• [Document text]:
== Segment start ==

WILBRAHAM — As a young girl, Amy Lord loved to dance.
And so, on Tuesday, the day of her funeral, a choir at St. Cecilia Catholic Church sought to bring comfort to the hundreds of mourners inside. Their song: “Lord of the Dance.”
“I danced in the morning when the world was begun, and I danced in the moon and the stars and the sun.”
It was, said Mary McCue, a pastoral minister at the church, the perfect choice.
“Amy was a woman who knew how to live her life to the full,” she said. “The song spoke so well of who she was, and it was played and sung so beautifully today.”
Through the morning a stream of relatives, friends, and neighbors filed into the church, just off Main Street, to celebrate Lord’s life. The 24-year-old, who grew up in Wilbraham the eldest of three sisters, was killed a week earlier in Boston, her death reverberating across the region.
Tuesday was a bright and cloudless day, and, except for the cars, Main Street was silent. Half an hour before the funeral, church bells began to ring. Outside, much was decked in white: white ribbons celebrating Lord’s life appeared on mailboxes, on lapels, on a towering tree beside the parish office.
The hearse and funeral procession arrived at the church just before 10 a.m. They had come from Sampson’s Chapel of the Acres funeral home just a few miles away in Springfield, where a wake Monday drew close to 1,000 people. As the Mass began, there was only standing room in the church, which normally holds 750 people. Lord’s parents and sisters sat in the front pew.
In his homily, the Rev. Joseph M. Soranno said Lord was a beautiful, vibrant young woman, admired and loved by all who knew her. She was a “princess to her wonderful parents,” he said.
“Amy made friends, good friends, wherever she went,” he said. “As an older sister, she was adored by her younger sisters and all of their friends. She was a big sister to so many young people, and a wonderful role model for young girls to emulate.”
At Minnechaug Regional High School, Lord was an honors student and captain of her school’s cheerleading squad. After graduating in 2011 from Bentley University, she moved to Boston to pursue a career in digital marketing and Web design.
Lord was accosted early July 23 outside her apartment building at 124 Dorchester St. in South Boston, police have said. She was forced back into the building, beaten, and then made to drive to five Boston ATM machines to withdraw cash. Her body was found that afternoon at Stony Brook Reservation in Hyde Park.
Police have in custody a “person of interest,” Edwin J. Alemany, but have not charged him with killing Lord. Alemany, 28, is undergoing a mental competency examination at Bridgewater State Hospital and has been charged with attacking two other South Boston women.
At the funeral, Lord’s boyfriend, Michael Cassell, read from “The Station,” an essay by Robert J. Hastings, said McCue.
“The true joy of life is the trip,” the essay reads.
After the Mass was finished and the casket — white and engraved with pink roses — was driven away, Cassell and a group of Lord’s relatives and friends congregated in the parking lot, exchanging hugs and memories. Lord’s immediate family, who asked for privacy and have declined to speak in public, had left already for private rites of committal and interment.
“It’s a tough day for the family and for the town,” said John Sampson, owner of the Chapel of the Acres funeral home.

== Segment end ==

• [Excerpts from a dataset]:

== Segment start ==

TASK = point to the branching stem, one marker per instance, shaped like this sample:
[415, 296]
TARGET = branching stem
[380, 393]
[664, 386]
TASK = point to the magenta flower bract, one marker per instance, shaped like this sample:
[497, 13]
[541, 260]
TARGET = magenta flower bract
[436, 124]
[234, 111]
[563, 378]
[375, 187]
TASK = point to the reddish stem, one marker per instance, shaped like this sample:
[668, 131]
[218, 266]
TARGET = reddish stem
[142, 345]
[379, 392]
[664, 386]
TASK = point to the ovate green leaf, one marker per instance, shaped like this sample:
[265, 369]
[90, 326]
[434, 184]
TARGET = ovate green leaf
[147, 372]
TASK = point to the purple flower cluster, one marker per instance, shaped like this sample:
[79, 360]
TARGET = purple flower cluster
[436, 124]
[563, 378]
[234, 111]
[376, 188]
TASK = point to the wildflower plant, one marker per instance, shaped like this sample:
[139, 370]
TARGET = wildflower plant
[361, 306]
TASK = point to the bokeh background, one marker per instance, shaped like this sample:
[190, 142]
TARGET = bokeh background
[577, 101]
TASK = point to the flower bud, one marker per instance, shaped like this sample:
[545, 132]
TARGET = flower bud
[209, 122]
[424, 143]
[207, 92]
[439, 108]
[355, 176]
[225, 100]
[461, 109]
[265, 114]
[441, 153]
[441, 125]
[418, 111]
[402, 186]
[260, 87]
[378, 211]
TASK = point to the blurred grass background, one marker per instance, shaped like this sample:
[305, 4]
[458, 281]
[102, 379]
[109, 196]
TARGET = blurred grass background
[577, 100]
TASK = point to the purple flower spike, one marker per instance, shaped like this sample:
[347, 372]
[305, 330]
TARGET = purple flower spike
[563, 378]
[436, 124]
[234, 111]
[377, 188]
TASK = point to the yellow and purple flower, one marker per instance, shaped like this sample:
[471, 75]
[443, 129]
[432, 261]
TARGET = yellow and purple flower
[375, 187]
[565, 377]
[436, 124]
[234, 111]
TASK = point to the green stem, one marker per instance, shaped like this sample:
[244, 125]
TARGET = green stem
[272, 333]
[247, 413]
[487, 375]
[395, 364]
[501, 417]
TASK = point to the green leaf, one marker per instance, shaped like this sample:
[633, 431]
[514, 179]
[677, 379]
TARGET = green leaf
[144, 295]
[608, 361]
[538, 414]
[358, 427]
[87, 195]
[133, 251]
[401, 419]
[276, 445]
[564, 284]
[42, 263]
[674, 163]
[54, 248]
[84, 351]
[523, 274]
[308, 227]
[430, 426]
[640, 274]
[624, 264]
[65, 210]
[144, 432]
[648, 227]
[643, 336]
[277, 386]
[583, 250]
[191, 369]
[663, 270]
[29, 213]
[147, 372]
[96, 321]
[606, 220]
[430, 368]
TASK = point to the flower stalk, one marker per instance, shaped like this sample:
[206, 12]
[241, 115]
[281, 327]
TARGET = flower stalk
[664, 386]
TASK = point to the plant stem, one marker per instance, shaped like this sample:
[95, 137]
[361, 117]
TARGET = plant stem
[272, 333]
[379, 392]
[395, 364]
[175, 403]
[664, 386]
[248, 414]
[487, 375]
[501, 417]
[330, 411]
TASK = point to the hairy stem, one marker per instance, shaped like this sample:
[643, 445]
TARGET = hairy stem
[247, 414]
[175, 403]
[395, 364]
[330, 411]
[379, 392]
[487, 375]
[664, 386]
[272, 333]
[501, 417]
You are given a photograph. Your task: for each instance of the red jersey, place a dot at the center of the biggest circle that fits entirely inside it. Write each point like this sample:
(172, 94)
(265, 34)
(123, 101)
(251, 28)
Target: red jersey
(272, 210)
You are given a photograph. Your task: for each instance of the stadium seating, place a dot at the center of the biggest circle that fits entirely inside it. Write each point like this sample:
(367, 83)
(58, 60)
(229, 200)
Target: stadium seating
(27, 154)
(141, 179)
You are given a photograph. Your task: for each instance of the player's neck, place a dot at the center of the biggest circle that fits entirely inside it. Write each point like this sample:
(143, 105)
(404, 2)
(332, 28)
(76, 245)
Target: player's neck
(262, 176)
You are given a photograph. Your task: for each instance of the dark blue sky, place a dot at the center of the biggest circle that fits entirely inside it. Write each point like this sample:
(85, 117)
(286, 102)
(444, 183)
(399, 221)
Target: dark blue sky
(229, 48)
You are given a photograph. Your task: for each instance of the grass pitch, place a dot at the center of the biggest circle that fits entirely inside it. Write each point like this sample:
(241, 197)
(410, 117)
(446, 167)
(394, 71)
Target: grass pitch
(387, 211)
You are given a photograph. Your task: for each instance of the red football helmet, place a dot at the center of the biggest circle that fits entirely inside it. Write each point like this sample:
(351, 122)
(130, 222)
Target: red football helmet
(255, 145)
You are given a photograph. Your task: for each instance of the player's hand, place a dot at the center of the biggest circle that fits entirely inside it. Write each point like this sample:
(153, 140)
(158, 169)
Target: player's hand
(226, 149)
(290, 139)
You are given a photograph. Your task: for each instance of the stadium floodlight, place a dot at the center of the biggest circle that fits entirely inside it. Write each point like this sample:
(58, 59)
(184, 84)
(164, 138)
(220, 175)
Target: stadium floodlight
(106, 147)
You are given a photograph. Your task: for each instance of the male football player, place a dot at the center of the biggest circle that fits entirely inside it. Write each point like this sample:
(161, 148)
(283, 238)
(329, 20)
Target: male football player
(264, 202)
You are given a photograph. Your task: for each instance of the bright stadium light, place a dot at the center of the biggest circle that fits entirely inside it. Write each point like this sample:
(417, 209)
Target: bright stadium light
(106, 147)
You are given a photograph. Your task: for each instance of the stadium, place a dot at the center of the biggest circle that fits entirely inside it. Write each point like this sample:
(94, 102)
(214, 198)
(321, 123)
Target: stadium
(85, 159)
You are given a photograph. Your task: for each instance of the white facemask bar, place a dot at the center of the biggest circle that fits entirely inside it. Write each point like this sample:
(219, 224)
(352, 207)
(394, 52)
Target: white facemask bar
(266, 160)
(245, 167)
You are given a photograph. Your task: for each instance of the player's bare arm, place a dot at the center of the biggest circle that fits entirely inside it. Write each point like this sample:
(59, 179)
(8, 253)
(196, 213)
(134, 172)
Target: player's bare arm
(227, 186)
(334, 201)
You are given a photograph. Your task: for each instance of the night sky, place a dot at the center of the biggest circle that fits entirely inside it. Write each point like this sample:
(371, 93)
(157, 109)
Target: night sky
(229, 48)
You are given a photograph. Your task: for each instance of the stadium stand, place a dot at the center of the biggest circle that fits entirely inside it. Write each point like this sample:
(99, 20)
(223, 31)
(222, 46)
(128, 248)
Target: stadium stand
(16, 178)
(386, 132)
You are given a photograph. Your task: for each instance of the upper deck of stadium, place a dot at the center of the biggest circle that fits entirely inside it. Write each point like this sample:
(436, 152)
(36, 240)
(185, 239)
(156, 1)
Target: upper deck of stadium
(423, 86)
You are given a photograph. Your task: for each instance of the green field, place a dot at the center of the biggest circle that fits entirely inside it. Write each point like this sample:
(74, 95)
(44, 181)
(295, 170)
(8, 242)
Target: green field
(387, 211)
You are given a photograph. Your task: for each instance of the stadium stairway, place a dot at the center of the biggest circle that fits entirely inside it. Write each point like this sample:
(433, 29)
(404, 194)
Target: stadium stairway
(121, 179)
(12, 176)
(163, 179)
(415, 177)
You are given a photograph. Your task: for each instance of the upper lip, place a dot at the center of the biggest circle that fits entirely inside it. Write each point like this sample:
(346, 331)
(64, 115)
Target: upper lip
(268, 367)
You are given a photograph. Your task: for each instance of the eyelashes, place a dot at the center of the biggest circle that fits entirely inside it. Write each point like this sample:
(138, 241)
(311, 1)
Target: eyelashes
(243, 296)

== Segment end ==

• [What is required]: Please quote the stretch of the article on Amy Lord's funeral from "In his homily, the" through "and Web design.".

• [Solved exercise]:
In his homily, the Rev. Joseph M. Soranno said Lord was a beautiful, vibrant young woman, admired and loved by all who knew her. She was a “princess to her wonderful parents,” he said.
“Amy made friends, good friends, wherever she went,” he said. “As an older sister, she was adored by her younger sisters and all of their friends. She was a big sister to so many young people, and a wonderful role model for young girls to emulate.”
At Minnechaug Regional High School, Lord was an honors student and captain of her school’s cheerleading squad. After graduating in 2011 from Bentley University, she moved to Boston to pursue a career in digital marketing and Web design.